#### [What you will do]
Render all of the material below as a numbered list, one entry per line, with blank lines omitted. Leave the pictures out of the list.

--- Records supplied ---

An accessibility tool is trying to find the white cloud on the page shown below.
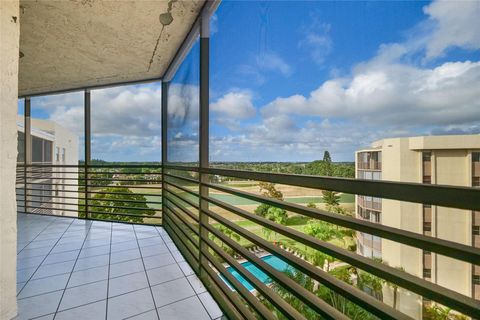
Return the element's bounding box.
[424,0,480,58]
[262,61,480,125]
[210,91,256,120]
[237,51,293,84]
[256,52,293,76]
[298,18,333,66]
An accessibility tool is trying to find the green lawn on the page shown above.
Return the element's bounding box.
[212,215,353,251]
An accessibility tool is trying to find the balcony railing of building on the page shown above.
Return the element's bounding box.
[16,164,162,225]
[164,165,480,319]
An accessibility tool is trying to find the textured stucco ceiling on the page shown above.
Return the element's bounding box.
[19,0,204,96]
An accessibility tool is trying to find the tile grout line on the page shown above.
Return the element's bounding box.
[105,222,113,320]
[133,226,161,319]
[17,220,74,297]
[17,249,178,284]
[53,219,93,320]
[155,227,214,319]
[17,218,59,256]
[18,263,189,304]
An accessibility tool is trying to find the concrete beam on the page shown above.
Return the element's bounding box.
[0,0,20,319]
[19,0,205,96]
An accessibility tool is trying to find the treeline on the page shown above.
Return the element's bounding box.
[210,160,355,178]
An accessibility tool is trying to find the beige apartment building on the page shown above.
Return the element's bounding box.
[355,135,480,319]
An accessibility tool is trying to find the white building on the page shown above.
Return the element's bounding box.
[17,117,78,216]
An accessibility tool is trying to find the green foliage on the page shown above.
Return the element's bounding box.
[303,220,343,241]
[258,182,283,201]
[322,190,340,211]
[254,203,272,217]
[423,304,468,320]
[211,154,355,181]
[265,207,288,225]
[264,268,377,320]
[208,225,240,260]
[83,187,155,223]
[307,202,317,209]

---

#### [Written reply]
1. An accessibility tool is trying to find the white cloud on the page shown below.
2. Return the element's bounding box.
3. [424,0,480,58]
4. [262,61,480,125]
5. [210,91,256,120]
6. [237,51,293,84]
7. [256,52,293,76]
8. [298,18,333,66]
9. An accessibility tool is trying to find the green lawn on the page shown above.
10. Return the element's bounding box.
11. [212,215,353,251]
12. An accessibility tool is trying to find the balcony railing of building on the page shown above.
13. Return the element's bounding box.
14. [16,164,162,225]
15. [164,165,480,319]
16. An accessibility tool is trying to find the textured stucco ceiling on the page shown above.
17. Return the element's bounding box.
18. [19,0,204,96]
19. An accessibility tool is trying to find the tile grout line on the page shown above.
20. Return the element's bounding box.
21. [105,222,113,320]
22. [133,226,161,319]
23. [17,220,74,297]
24. [17,249,178,284]
25. [53,219,93,320]
26. [155,227,214,319]
27. [17,218,59,256]
28. [18,263,189,304]
29. An accessibility tool is trying to find the concrete beam on the page shown above.
30. Return the element's bounding box.
31. [0,0,20,319]
32. [19,0,205,96]
33. An accessibility tool is trying to find the treeline on the page shown above.
34. Return the element's bounding box.
35. [210,160,355,178]
36. An accessibility tool is trying to find the beige apartment building on the page shown above.
37. Return the element's bounding box.
38. [355,135,480,319]
39. An accessibility tool is trying to find the white building on the page shown above.
40. Return the element's bounding box.
41. [17,117,78,216]
42. An accessibility tool is trying to find the green foliage on the page shown above.
43. Return the element's bounding box.
44. [303,220,343,241]
45. [258,182,283,201]
46. [322,190,340,211]
47. [254,203,272,217]
48. [423,304,468,320]
49. [211,154,355,181]
50. [265,207,288,225]
51. [264,268,377,320]
52. [208,225,240,260]
53. [83,187,155,223]
54. [307,202,317,209]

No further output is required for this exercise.